──────── Dataset records

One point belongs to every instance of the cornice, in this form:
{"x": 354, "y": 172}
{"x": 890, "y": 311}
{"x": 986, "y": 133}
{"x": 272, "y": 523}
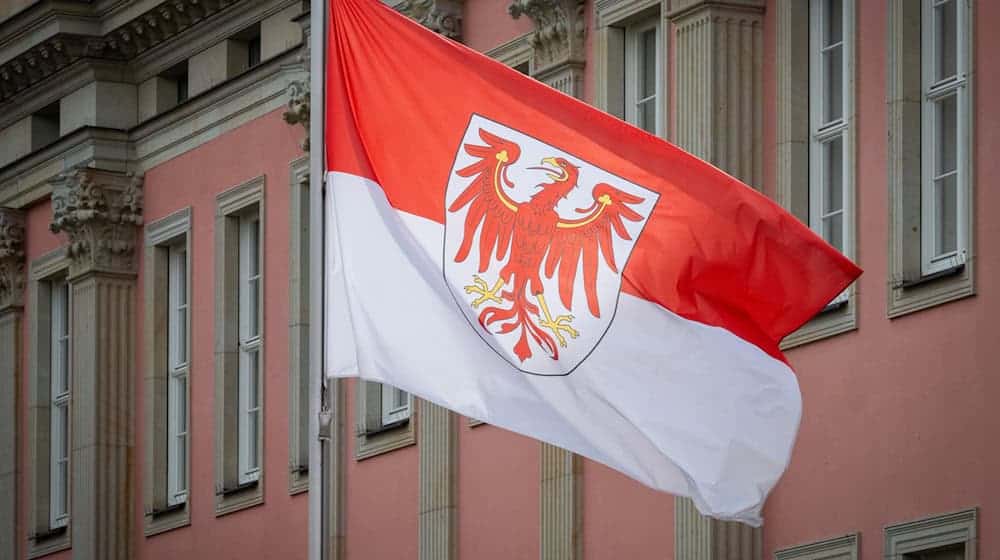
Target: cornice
{"x": 126, "y": 42}
{"x": 11, "y": 258}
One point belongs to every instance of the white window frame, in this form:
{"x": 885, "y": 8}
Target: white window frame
{"x": 633, "y": 53}
{"x": 250, "y": 379}
{"x": 932, "y": 92}
{"x": 823, "y": 132}
{"x": 396, "y": 405}
{"x": 179, "y": 355}
{"x": 60, "y": 396}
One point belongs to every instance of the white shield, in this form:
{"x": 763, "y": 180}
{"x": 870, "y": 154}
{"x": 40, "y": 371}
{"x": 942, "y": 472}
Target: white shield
{"x": 468, "y": 284}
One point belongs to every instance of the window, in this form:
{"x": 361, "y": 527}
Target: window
{"x": 642, "y": 75}
{"x": 59, "y": 367}
{"x": 945, "y": 537}
{"x": 177, "y": 394}
{"x": 50, "y": 405}
{"x": 631, "y": 68}
{"x": 168, "y": 372}
{"x": 841, "y": 548}
{"x": 829, "y": 158}
{"x": 384, "y": 414}
{"x": 250, "y": 366}
{"x": 929, "y": 95}
{"x": 943, "y": 139}
{"x": 240, "y": 347}
{"x": 815, "y": 160}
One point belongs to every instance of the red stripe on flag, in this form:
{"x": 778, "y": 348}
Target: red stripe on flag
{"x": 714, "y": 250}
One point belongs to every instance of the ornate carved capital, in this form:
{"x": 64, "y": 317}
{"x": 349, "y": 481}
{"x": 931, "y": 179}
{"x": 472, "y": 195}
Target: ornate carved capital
{"x": 99, "y": 211}
{"x": 298, "y": 108}
{"x": 11, "y": 258}
{"x": 559, "y": 32}
{"x": 440, "y": 16}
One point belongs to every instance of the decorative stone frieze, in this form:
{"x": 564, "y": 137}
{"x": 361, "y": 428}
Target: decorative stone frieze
{"x": 557, "y": 42}
{"x": 11, "y": 258}
{"x": 99, "y": 211}
{"x": 122, "y": 43}
{"x": 298, "y": 108}
{"x": 440, "y": 16}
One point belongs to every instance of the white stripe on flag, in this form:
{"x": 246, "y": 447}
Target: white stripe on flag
{"x": 658, "y": 399}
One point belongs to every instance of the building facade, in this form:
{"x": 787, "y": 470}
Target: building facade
{"x": 154, "y": 296}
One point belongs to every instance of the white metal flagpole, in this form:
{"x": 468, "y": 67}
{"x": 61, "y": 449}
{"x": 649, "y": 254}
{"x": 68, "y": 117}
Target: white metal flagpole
{"x": 318, "y": 482}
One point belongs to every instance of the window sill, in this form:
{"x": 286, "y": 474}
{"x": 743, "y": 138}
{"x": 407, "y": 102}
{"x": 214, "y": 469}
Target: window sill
{"x": 239, "y": 497}
{"x": 166, "y": 519}
{"x": 911, "y": 295}
{"x": 372, "y": 443}
{"x": 48, "y": 542}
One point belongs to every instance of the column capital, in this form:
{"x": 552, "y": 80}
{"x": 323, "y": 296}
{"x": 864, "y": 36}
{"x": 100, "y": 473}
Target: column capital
{"x": 680, "y": 9}
{"x": 99, "y": 211}
{"x": 558, "y": 41}
{"x": 11, "y": 258}
{"x": 440, "y": 16}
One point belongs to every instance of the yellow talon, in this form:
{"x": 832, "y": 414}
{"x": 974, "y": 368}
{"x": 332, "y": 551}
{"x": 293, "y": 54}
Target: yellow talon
{"x": 480, "y": 287}
{"x": 558, "y": 325}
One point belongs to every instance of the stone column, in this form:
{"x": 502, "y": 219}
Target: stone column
{"x": 99, "y": 212}
{"x": 718, "y": 67}
{"x": 561, "y": 515}
{"x": 437, "y": 438}
{"x": 557, "y": 42}
{"x": 11, "y": 305}
{"x": 558, "y": 60}
{"x": 718, "y": 60}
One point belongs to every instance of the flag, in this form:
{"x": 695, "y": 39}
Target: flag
{"x": 508, "y": 252}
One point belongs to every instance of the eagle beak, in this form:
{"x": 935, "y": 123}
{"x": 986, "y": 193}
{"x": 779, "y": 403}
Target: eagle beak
{"x": 554, "y": 166}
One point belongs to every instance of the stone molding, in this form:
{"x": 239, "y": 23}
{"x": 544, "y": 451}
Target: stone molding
{"x": 557, "y": 43}
{"x": 11, "y": 258}
{"x": 125, "y": 42}
{"x": 99, "y": 211}
{"x": 440, "y": 16}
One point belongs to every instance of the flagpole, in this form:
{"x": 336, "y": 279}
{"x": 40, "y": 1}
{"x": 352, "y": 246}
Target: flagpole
{"x": 318, "y": 455}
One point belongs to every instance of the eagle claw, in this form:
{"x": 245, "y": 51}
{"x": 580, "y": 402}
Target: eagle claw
{"x": 484, "y": 291}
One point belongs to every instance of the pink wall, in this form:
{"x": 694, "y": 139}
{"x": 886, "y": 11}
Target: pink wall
{"x": 897, "y": 420}
{"x": 498, "y": 482}
{"x": 264, "y": 146}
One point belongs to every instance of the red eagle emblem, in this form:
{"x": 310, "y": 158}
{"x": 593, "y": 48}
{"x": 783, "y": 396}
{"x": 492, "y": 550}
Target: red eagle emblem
{"x": 532, "y": 243}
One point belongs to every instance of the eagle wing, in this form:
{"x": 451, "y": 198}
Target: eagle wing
{"x": 488, "y": 204}
{"x": 587, "y": 237}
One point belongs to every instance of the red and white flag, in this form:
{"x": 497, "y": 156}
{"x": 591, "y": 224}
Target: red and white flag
{"x": 515, "y": 255}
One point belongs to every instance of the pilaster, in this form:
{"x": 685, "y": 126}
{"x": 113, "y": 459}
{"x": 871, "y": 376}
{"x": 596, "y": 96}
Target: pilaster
{"x": 718, "y": 69}
{"x": 719, "y": 102}
{"x": 557, "y": 42}
{"x": 11, "y": 301}
{"x": 561, "y": 513}
{"x": 99, "y": 211}
{"x": 438, "y": 445}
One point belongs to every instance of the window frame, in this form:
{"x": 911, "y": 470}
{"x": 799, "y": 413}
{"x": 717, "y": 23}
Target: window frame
{"x": 178, "y": 426}
{"x": 250, "y": 343}
{"x": 613, "y": 18}
{"x": 932, "y": 92}
{"x": 930, "y": 533}
{"x": 633, "y": 52}
{"x": 238, "y": 486}
{"x": 165, "y": 508}
{"x": 43, "y": 538}
{"x": 910, "y": 287}
{"x": 800, "y": 133}
{"x": 60, "y": 337}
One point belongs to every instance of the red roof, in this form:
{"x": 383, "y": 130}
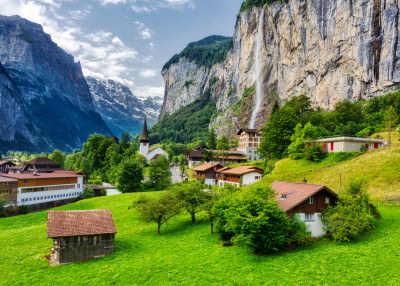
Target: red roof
{"x": 295, "y": 193}
{"x": 74, "y": 223}
{"x": 41, "y": 175}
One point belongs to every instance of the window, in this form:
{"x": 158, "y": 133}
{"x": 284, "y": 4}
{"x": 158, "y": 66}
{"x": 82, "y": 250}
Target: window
{"x": 309, "y": 217}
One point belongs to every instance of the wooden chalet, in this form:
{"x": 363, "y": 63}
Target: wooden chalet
{"x": 307, "y": 201}
{"x": 80, "y": 235}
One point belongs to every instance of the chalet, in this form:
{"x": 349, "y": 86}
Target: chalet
{"x": 240, "y": 176}
{"x": 80, "y": 235}
{"x": 43, "y": 190}
{"x": 305, "y": 200}
{"x": 249, "y": 141}
{"x": 37, "y": 165}
{"x": 153, "y": 153}
{"x": 4, "y": 166}
{"x": 208, "y": 172}
{"x": 8, "y": 187}
{"x": 350, "y": 144}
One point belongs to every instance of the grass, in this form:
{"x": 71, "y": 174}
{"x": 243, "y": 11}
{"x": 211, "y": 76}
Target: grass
{"x": 186, "y": 253}
{"x": 380, "y": 168}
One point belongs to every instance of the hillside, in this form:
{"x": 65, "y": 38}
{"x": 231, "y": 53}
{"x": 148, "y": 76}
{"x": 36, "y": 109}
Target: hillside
{"x": 187, "y": 254}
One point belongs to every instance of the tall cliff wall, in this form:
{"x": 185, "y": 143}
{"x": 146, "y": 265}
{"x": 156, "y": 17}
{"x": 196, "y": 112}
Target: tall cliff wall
{"x": 328, "y": 50}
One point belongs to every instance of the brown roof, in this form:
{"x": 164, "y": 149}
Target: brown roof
{"x": 41, "y": 175}
{"x": 206, "y": 167}
{"x": 295, "y": 193}
{"x": 145, "y": 135}
{"x": 242, "y": 170}
{"x": 73, "y": 223}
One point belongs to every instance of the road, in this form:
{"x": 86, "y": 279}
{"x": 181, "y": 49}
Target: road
{"x": 176, "y": 175}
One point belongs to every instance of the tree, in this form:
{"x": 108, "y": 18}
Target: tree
{"x": 391, "y": 119}
{"x": 212, "y": 139}
{"x": 158, "y": 209}
{"x": 192, "y": 196}
{"x": 353, "y": 214}
{"x": 58, "y": 157}
{"x": 160, "y": 173}
{"x": 130, "y": 176}
{"x": 277, "y": 132}
{"x": 223, "y": 143}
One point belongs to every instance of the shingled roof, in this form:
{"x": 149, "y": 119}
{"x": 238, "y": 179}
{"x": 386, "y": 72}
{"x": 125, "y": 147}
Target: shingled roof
{"x": 74, "y": 223}
{"x": 291, "y": 194}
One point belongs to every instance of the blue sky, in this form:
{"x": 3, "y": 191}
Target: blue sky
{"x": 127, "y": 40}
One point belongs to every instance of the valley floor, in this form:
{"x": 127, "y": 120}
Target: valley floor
{"x": 187, "y": 254}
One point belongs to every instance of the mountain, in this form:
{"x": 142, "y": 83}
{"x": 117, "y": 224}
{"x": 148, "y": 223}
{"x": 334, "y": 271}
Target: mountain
{"x": 328, "y": 50}
{"x": 120, "y": 108}
{"x": 51, "y": 85}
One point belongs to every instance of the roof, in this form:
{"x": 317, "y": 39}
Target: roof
{"x": 247, "y": 131}
{"x": 242, "y": 170}
{"x": 73, "y": 223}
{"x": 206, "y": 166}
{"x": 145, "y": 134}
{"x": 296, "y": 193}
{"x": 353, "y": 139}
{"x": 4, "y": 162}
{"x": 41, "y": 175}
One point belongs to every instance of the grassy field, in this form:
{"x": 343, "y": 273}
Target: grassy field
{"x": 187, "y": 254}
{"x": 380, "y": 168}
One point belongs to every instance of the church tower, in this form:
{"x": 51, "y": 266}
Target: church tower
{"x": 144, "y": 140}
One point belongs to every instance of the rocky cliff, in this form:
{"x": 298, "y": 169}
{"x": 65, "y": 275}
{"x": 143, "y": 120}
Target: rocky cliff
{"x": 120, "y": 108}
{"x": 328, "y": 50}
{"x": 54, "y": 91}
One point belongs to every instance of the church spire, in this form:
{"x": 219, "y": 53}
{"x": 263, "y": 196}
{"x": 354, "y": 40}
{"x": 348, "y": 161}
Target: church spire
{"x": 145, "y": 135}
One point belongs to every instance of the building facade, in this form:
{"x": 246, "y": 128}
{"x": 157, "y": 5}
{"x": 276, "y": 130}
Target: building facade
{"x": 307, "y": 201}
{"x": 350, "y": 144}
{"x": 249, "y": 141}
{"x": 80, "y": 235}
{"x": 46, "y": 189}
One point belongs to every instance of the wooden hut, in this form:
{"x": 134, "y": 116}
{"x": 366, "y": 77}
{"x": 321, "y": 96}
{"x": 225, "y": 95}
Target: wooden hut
{"x": 80, "y": 235}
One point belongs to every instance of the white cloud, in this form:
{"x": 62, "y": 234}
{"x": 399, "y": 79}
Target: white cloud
{"x": 146, "y": 73}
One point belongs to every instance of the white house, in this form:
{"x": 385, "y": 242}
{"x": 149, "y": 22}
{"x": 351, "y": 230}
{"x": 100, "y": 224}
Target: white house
{"x": 306, "y": 201}
{"x": 144, "y": 150}
{"x": 240, "y": 176}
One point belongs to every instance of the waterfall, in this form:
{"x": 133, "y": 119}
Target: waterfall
{"x": 258, "y": 71}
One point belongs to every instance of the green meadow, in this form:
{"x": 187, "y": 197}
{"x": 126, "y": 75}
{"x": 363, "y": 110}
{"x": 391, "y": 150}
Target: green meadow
{"x": 186, "y": 254}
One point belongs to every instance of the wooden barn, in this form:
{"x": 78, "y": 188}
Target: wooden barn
{"x": 80, "y": 235}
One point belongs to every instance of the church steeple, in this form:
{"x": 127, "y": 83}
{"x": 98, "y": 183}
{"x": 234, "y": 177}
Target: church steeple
{"x": 144, "y": 138}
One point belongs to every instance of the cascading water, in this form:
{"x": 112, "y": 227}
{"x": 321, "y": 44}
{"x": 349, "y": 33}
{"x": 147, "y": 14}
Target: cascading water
{"x": 258, "y": 71}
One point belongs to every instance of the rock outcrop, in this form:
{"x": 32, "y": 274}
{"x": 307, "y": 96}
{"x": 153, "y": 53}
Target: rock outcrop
{"x": 56, "y": 95}
{"x": 120, "y": 108}
{"x": 328, "y": 50}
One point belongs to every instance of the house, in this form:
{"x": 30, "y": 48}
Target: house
{"x": 37, "y": 165}
{"x": 44, "y": 190}
{"x": 153, "y": 153}
{"x": 9, "y": 188}
{"x": 350, "y": 144}
{"x": 305, "y": 200}
{"x": 4, "y": 166}
{"x": 240, "y": 176}
{"x": 80, "y": 235}
{"x": 208, "y": 172}
{"x": 249, "y": 141}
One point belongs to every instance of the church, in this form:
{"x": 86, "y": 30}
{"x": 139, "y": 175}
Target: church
{"x": 153, "y": 153}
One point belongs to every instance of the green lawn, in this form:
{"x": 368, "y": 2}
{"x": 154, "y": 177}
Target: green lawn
{"x": 188, "y": 254}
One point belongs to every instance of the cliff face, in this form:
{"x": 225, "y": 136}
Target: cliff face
{"x": 54, "y": 91}
{"x": 120, "y": 108}
{"x": 328, "y": 50}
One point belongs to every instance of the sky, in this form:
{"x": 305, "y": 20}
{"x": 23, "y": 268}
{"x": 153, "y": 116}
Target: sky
{"x": 127, "y": 40}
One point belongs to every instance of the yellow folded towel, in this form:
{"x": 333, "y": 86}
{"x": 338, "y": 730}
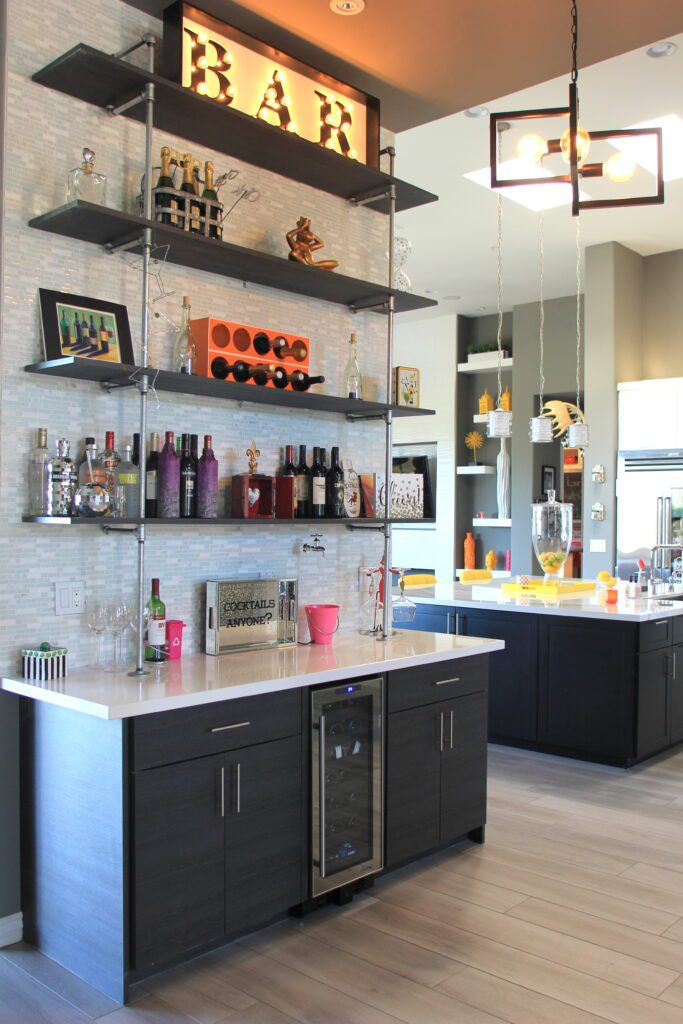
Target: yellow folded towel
{"x": 419, "y": 580}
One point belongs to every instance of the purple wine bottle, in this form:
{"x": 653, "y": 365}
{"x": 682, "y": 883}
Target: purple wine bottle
{"x": 207, "y": 482}
{"x": 168, "y": 480}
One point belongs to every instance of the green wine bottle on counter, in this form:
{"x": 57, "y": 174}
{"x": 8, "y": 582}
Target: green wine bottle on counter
{"x": 155, "y": 631}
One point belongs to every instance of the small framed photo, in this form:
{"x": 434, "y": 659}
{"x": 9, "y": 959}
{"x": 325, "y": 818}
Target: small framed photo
{"x": 407, "y": 386}
{"x": 547, "y": 479}
{"x": 90, "y": 329}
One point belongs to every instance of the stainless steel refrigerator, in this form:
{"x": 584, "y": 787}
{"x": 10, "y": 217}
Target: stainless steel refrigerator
{"x": 649, "y": 508}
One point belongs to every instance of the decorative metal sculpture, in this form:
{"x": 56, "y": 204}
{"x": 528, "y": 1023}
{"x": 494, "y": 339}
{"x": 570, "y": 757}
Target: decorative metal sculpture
{"x": 303, "y": 244}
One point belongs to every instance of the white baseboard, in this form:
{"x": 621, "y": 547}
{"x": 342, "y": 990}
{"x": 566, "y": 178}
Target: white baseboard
{"x": 11, "y": 929}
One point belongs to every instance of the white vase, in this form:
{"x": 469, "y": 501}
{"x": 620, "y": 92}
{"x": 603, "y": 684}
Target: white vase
{"x": 503, "y": 480}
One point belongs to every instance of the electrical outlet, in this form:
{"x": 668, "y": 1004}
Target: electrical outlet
{"x": 69, "y": 598}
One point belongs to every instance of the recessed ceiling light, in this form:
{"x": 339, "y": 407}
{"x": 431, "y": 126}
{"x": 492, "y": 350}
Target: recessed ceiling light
{"x": 347, "y": 6}
{"x": 664, "y": 49}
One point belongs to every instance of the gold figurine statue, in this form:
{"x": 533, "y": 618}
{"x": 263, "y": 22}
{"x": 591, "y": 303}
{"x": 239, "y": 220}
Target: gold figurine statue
{"x": 303, "y": 244}
{"x": 253, "y": 454}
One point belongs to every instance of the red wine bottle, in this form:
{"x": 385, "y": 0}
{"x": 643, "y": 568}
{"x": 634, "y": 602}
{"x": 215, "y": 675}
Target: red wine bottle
{"x": 317, "y": 486}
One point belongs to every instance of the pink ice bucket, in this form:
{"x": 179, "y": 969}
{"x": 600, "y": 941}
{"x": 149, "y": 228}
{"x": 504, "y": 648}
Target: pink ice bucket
{"x": 323, "y": 622}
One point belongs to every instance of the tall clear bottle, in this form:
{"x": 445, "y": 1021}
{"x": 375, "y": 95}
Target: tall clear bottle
{"x": 352, "y": 373}
{"x": 40, "y": 476}
{"x": 184, "y": 350}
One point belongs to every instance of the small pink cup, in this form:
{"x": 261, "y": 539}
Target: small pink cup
{"x": 174, "y": 629}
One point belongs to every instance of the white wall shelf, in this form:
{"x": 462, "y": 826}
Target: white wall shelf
{"x": 475, "y": 470}
{"x": 484, "y": 367}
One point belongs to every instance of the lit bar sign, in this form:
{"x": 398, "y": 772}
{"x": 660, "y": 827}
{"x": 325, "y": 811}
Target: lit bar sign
{"x": 231, "y": 68}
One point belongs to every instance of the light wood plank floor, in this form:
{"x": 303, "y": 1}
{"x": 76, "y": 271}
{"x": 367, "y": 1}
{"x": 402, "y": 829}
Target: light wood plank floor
{"x": 571, "y": 913}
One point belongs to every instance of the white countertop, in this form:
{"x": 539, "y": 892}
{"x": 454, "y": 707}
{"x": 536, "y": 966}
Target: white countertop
{"x": 199, "y": 679}
{"x": 491, "y": 596}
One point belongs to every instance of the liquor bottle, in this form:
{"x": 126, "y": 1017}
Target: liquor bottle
{"x": 155, "y": 626}
{"x": 63, "y": 480}
{"x": 196, "y": 208}
{"x": 301, "y": 381}
{"x": 151, "y": 482}
{"x": 168, "y": 205}
{"x": 108, "y": 464}
{"x": 352, "y": 372}
{"x": 40, "y": 476}
{"x": 168, "y": 480}
{"x": 215, "y": 228}
{"x": 187, "y": 481}
{"x": 316, "y": 486}
{"x": 335, "y": 487}
{"x": 128, "y": 485}
{"x": 207, "y": 482}
{"x": 184, "y": 350}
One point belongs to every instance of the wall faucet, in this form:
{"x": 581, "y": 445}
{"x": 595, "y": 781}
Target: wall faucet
{"x": 315, "y": 546}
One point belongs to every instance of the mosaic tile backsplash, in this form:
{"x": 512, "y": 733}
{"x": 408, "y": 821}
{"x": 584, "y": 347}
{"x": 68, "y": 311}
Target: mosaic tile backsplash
{"x": 45, "y": 134}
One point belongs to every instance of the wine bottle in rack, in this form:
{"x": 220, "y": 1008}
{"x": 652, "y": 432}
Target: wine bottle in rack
{"x": 152, "y": 478}
{"x": 335, "y": 487}
{"x": 317, "y": 486}
{"x": 302, "y": 485}
{"x": 207, "y": 482}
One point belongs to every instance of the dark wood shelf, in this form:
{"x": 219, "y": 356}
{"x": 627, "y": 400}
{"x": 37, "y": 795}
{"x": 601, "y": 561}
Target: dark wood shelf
{"x": 114, "y": 376}
{"x": 102, "y": 226}
{"x": 105, "y": 81}
{"x": 108, "y": 522}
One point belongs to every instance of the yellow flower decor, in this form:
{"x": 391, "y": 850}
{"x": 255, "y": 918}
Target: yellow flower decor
{"x": 473, "y": 441}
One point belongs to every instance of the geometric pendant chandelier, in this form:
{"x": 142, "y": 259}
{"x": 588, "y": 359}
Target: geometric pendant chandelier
{"x": 536, "y": 153}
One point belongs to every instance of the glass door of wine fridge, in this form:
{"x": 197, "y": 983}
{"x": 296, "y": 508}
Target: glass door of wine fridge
{"x": 347, "y": 783}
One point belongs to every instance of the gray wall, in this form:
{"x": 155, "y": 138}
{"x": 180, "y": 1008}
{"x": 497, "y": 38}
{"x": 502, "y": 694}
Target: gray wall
{"x": 613, "y": 352}
{"x": 9, "y": 790}
{"x": 559, "y": 365}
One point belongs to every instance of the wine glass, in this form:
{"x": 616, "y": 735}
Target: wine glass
{"x": 96, "y": 620}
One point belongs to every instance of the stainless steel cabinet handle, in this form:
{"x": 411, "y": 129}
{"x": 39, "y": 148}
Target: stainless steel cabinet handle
{"x": 321, "y": 851}
{"x": 236, "y": 725}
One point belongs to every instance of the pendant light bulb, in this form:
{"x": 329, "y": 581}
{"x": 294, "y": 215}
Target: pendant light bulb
{"x": 583, "y": 145}
{"x": 620, "y": 167}
{"x": 531, "y": 146}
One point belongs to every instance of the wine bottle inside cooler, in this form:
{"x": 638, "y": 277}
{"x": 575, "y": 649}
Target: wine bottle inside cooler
{"x": 316, "y": 486}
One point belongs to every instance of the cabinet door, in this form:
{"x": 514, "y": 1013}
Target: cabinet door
{"x": 653, "y": 697}
{"x": 464, "y": 767}
{"x": 413, "y": 782}
{"x": 263, "y": 848}
{"x": 676, "y": 701}
{"x": 586, "y": 686}
{"x": 178, "y": 850}
{"x": 513, "y": 678}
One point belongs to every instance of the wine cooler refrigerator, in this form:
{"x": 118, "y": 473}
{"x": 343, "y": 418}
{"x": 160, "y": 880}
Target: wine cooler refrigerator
{"x": 347, "y": 783}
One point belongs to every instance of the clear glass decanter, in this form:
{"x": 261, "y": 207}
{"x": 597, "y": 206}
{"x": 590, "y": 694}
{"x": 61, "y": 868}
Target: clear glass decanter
{"x": 86, "y": 183}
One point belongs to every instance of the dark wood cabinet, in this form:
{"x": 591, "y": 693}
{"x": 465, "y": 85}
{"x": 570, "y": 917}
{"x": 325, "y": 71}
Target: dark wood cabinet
{"x": 263, "y": 806}
{"x": 436, "y": 774}
{"x": 178, "y": 858}
{"x": 513, "y": 681}
{"x": 587, "y": 683}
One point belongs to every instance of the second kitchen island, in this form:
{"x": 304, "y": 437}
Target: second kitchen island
{"x": 165, "y": 816}
{"x": 577, "y": 677}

────────────────

What you should do – Each line from the one with "One point belongs to every instance of the pendant" through the last line of the records must be written out word for word. Include nothing else.

Task output –
One point belongs to every instance of the pendant light bulb, in this form:
{"x": 329, "y": 581}
{"x": 294, "y": 215}
Target: pendant light bulb
{"x": 583, "y": 145}
{"x": 620, "y": 167}
{"x": 531, "y": 146}
One point belongs to every instance of the wine bottle inside cooler, in this form:
{"x": 638, "y": 277}
{"x": 575, "y": 649}
Target: wine bottle inside cooler
{"x": 316, "y": 486}
One point belongs to every instance of the cabinet door, in this form:
{"x": 514, "y": 1013}
Target: cabinet door
{"x": 653, "y": 697}
{"x": 464, "y": 767}
{"x": 413, "y": 782}
{"x": 263, "y": 848}
{"x": 676, "y": 701}
{"x": 586, "y": 686}
{"x": 178, "y": 850}
{"x": 513, "y": 678}
One point belongs to every instance of the wine cooler refrigerator, in this form:
{"x": 118, "y": 473}
{"x": 343, "y": 418}
{"x": 160, "y": 880}
Target: wine cooler refrigerator
{"x": 347, "y": 783}
One point belongs to every instance of the clear glass decanter, in this form:
{"x": 261, "y": 207}
{"x": 597, "y": 206}
{"x": 590, "y": 694}
{"x": 61, "y": 868}
Target: clear glass decanter
{"x": 86, "y": 183}
One point belongs to every instance of the dark wood cabinet, in this form:
{"x": 591, "y": 693}
{"x": 465, "y": 85}
{"x": 570, "y": 917}
{"x": 325, "y": 71}
Target: dark wood cabinet
{"x": 263, "y": 806}
{"x": 436, "y": 774}
{"x": 178, "y": 858}
{"x": 513, "y": 681}
{"x": 587, "y": 683}
One point belongs to every instance of the second kitchen island, in this form:
{"x": 304, "y": 437}
Target: second kitchen island
{"x": 165, "y": 816}
{"x": 577, "y": 677}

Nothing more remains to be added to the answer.